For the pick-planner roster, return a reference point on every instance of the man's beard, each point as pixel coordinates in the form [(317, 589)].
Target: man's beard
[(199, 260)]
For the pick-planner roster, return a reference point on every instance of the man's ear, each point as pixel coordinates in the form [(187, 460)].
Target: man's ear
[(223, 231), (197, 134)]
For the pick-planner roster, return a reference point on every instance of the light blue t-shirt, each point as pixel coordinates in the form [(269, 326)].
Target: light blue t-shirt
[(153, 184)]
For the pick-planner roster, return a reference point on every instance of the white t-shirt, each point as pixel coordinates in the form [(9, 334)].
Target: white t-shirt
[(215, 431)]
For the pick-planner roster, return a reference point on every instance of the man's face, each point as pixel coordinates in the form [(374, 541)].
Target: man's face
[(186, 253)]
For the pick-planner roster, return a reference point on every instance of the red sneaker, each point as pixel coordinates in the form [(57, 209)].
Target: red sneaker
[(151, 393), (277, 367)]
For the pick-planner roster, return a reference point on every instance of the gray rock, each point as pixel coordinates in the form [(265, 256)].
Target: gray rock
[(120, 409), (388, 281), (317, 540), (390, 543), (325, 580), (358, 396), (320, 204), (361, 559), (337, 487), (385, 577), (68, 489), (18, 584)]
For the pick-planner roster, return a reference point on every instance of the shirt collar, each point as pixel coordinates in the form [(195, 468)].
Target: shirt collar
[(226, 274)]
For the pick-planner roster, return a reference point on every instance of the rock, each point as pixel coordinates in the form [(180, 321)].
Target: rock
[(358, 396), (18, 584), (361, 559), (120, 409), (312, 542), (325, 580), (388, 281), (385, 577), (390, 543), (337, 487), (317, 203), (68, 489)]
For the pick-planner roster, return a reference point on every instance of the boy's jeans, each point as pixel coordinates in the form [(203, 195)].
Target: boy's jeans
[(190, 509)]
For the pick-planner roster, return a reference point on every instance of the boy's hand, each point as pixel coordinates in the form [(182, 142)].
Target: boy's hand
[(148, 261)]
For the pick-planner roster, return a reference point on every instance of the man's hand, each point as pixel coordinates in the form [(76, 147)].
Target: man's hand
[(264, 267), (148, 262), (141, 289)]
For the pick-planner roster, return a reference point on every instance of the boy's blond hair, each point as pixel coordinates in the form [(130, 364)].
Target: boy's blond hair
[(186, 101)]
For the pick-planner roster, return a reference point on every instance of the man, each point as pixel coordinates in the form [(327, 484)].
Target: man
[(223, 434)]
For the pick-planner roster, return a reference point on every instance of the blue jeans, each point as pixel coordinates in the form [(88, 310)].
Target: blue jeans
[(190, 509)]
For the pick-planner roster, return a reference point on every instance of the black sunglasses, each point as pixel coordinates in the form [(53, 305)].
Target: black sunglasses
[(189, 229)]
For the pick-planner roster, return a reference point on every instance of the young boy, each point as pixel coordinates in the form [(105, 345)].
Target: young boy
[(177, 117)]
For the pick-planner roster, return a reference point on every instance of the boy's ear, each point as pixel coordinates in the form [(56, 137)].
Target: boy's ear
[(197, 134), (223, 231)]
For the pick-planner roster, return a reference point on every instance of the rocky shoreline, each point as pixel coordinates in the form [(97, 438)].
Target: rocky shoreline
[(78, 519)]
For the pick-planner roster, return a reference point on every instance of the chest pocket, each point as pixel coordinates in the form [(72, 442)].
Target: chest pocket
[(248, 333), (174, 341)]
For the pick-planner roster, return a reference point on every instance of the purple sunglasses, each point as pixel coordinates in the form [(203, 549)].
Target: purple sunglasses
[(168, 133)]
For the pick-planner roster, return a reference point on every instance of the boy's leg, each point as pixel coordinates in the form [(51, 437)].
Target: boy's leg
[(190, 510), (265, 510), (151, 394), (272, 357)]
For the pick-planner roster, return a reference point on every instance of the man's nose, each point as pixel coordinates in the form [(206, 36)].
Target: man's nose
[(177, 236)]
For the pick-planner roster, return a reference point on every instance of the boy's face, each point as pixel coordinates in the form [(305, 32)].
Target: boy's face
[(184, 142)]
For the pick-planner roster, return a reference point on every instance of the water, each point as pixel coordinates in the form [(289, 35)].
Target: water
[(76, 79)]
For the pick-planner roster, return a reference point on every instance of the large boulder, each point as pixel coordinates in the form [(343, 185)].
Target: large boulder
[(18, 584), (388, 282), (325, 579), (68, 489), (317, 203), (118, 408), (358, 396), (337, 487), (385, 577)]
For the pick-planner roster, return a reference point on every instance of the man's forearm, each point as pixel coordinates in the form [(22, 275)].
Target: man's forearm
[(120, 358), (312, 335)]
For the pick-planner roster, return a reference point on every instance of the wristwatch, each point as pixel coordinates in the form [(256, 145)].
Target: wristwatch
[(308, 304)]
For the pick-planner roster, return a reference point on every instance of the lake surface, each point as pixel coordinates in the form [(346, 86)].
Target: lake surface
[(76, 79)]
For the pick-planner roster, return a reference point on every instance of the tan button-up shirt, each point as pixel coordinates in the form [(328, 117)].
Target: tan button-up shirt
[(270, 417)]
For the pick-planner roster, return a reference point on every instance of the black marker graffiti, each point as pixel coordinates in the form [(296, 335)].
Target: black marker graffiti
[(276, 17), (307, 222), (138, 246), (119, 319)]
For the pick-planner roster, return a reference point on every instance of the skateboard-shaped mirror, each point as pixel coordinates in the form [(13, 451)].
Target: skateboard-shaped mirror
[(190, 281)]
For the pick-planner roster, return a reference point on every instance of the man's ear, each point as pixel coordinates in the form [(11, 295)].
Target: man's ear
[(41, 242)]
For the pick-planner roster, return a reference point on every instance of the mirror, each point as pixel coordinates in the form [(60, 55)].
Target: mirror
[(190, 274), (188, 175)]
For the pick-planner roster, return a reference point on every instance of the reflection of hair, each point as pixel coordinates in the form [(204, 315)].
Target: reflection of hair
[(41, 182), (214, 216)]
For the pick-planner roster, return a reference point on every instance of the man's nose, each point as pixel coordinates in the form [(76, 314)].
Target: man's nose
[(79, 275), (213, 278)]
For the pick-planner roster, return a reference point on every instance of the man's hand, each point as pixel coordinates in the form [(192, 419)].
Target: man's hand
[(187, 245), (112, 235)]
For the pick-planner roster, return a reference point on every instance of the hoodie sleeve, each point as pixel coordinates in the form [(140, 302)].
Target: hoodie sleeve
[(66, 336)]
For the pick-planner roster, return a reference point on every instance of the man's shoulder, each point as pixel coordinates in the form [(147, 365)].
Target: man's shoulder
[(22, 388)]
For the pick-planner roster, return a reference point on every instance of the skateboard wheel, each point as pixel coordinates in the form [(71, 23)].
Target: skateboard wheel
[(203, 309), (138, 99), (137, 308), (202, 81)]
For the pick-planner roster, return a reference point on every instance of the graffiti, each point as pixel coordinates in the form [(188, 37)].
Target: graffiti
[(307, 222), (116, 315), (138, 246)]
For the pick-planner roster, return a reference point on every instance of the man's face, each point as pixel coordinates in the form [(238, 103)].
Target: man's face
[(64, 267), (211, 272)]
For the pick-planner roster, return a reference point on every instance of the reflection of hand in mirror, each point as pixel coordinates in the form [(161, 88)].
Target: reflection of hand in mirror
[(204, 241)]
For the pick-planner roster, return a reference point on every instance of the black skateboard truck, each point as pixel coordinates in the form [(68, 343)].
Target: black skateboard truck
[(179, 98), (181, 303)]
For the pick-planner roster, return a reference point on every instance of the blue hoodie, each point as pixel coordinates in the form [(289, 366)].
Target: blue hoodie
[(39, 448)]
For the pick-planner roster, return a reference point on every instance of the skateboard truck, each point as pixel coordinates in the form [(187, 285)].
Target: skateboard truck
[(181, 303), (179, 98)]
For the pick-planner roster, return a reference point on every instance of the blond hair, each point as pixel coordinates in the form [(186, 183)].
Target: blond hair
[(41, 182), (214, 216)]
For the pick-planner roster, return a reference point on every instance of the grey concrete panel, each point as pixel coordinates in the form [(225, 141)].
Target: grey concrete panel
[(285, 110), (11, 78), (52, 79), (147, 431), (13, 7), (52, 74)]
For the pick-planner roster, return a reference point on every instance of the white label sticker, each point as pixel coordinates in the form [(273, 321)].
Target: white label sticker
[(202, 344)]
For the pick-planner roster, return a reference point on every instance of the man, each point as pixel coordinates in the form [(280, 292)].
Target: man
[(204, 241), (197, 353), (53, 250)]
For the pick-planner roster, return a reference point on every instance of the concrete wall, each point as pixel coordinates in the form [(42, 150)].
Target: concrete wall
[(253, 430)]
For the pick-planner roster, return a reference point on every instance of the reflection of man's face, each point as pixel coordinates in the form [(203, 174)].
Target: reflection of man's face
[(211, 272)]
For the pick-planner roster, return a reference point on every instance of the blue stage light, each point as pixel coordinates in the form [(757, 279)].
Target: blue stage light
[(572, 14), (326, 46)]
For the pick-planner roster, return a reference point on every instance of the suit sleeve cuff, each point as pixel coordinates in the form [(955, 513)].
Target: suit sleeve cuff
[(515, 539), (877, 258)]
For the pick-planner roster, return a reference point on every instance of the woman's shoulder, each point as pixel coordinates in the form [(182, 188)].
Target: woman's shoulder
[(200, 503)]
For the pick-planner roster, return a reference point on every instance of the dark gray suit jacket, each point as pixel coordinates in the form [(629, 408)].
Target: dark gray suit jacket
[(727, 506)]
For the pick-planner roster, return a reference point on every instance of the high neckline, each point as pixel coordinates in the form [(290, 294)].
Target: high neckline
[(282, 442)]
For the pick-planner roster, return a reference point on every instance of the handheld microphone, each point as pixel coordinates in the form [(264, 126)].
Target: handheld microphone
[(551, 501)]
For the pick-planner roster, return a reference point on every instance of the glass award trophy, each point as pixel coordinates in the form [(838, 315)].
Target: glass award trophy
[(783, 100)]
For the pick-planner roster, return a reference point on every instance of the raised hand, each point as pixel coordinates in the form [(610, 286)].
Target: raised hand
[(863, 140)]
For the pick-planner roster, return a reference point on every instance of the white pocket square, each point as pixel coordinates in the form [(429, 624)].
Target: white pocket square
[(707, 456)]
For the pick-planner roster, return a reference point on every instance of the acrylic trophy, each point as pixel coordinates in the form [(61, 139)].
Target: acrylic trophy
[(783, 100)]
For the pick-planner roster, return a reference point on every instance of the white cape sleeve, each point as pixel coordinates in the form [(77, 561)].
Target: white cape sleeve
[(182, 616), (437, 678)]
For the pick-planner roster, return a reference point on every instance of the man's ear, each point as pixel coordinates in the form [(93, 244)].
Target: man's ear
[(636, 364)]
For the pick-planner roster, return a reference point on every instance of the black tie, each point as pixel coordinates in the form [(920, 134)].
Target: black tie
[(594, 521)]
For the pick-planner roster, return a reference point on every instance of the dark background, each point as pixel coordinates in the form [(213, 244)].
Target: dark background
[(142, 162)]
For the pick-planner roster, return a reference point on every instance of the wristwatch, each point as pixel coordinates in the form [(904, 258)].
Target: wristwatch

============

## [GOAL OF THE EXERCISE]
Please update the stretch from the line containing "form [(76, 314)]." through the line containing "[(181, 303), (179, 98)]" by replacing "reference point" with "marker point", leaving everything else in those lines unchanged.

## [THE RESPONSE]
For the pick-planner roster, return a marker point on every instance of the man's nose, each point as pixel coordinates in the form [(76, 314)].
Target: man's nose
[(79, 275), (213, 278)]
For the pick-planner roster, return a marker point on every instance of the man's hand, each point as pixel coordinates in the form [(192, 419)].
Target: man's hand
[(187, 245), (112, 235)]
For the pick-planner roster, return a marker point on every instance of the hoodie sleeve, each point as pixel coordinates in the form [(140, 302)].
Target: hoodie sleeve
[(66, 336)]
For the pick-planner roster, return a marker point on every instance of the man's shoulder, each point as pixel coordinates in the form [(147, 365)].
Target: man's shoulder
[(22, 388)]
For the pick-planner roster, return a marker point on every instance of the skateboard wheel, each point as pixel coordinates in the form [(71, 23)].
Target: skateboard wheel
[(203, 309), (138, 99), (137, 308), (202, 81)]
For the pick-planner roster, return a marker point on every instance of the graffiti, each point as pixel coordinates in the form [(188, 37)].
Target: graffiti
[(307, 222), (116, 315), (138, 246)]
For the pick-planner roster, return a marker point on every instance of the man's face, each point as pixel coordinates in the form [(238, 103)].
Target: man's face
[(64, 267), (211, 272)]
For the pick-planner roster, return a marker point on every instance of the reflection of hand in mirror, each point as pixel coordinates in the form [(161, 88)].
Target: reflection of hand in mirror
[(204, 241)]
For the pick-planner roster, return a marker point on every instance of the black skateboard truck, each point as pixel coordinates in the form [(68, 343)].
Target: black skateboard truck
[(179, 98), (181, 303)]
For the pick-planner roster, return a marker point on every instance of the blue hoodie, each point as pixel coordinates in the form [(289, 366)].
Target: blue hoodie
[(39, 448)]
For the pick-planner roster, return a marker point on every instance of the skateboard truck, each point as pixel coordinates in the form [(187, 285)].
Target: skateboard truck
[(181, 303), (179, 98)]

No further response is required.